◆ Complete the following:
a – Check each statement against the interview excerpt on essays and writing, and answer yes or no with the deciding words quoted from it: (i) Updike's captain's house had three little offices. (ii) The one being interviewed works in three separate studies. (iii) The one being interviewed says their media diet is basically that of 2003.
b – Extend the interview excerpt on essays and writing, picking up after its final sentence.

◆ Document extract:

━━━━━━━━━━━━━━━━

And I'm just not there anymore, You know, I have lots of excitements, but
yeah, a little less energy for sure. Zadie, when John Updike was alive and living in Beverly Farms, Massachusetts, he lived in a captain's house, and it had three little offices.
One
was used for writing novels, one was used for paying bills and correspondence, and one was for writing essays.
And he jumped from room to room to room.
I don't imagine with real estate prices being what they are, you have three studies.
No, no, it all happens in the same chaos, pretty much. But now you've published a book of essays and not for the first time.
What role does the essay have in your writing life? What are they for?
I think it's about
spending a lot of time listening
because I'm not often in the kind of thick of things
in the way people are these days.
When you say you're not in the thick of things, what does that mean? I'm, I mean, I think I keep up. Like, I am, I'm basically living in 2003, right, in terms of my media diet.
I listen to things, I read things,
I watch television, but I'm not in this kind of daily
diet of constant information. So it's a little bit everything that I do, I guess, is a bit slower or feels slower to me.
So you're not posting, you're not doom scrolling? No. No.
And you don't feel obliged to respond to the political outrage of the moment?
Oh, I feel plenty of outrage, but I just, I think about individual human capacities and what a human brain is designed to take in, or what my brain can take in.
And it's just, I'm like the slow food movement of writing. It just
takes me a minute to
think.
Sadie, one of the most important essays in this book, I think, is called Fascinated to Presume in Defense of Fiction.

━━━━━━━━━━━━━━━━

◆ Information shown:
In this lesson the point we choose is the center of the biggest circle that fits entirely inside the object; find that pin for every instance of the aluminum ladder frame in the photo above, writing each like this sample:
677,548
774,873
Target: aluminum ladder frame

━━━━━━━━━━━━━━━━

◆ Expected answers:
a –
(i) Yes: "it had three little offices."
(ii) No: "No, no, it all happens in the same chaos, pretty much."
(iii) Yes: "I'm basically living in 2003, right, in terms of my media diet."

b –
It's about the question of representation, which has been a focus of so much talk in the literary world in recent years.
In other words, who gets to tell what story, how much a fiction writer is allowed to imagine about people different from himself or herself.
Wasn't that the anxiety you were responding to?
Partly of speaking for others or speaking in the place of others. I don't think those are ridiculous concerns, but what I was trying to untangle in that essay is different kinds of discourse.
There is a disc because I thought the language of representation, for example, political representation, was seeping into an area where it's not a point-for-point relation.
The voice of fiction doesn't come from a single legal entity who can be stood up in court and defended. The voice of fiction is diffuse anyway.
Zadie, let me read to you a passage from the same essay.
The old and never especially helpful adage, write what you know, has morphed into something more like a threat. Stay in your lane.
This principle permits the category of fiction, but really only to the extent that we acknowledge and confess that personal experience is inviolate and non-transferable.
It concedes that personal experience may be displayed very carefully to the unlike us, to the stranger, even to the enemy, but insists it can never truly be shared by them.
This rule also pertains in the opposite direction. The experience of the unlike us can never be co-opted, ventriloquized, and so on.
The one thing about talking about S's is you find yourself saying the same thing, but worse,
without the commas.
But one thing I would add to it is partly it's my pride.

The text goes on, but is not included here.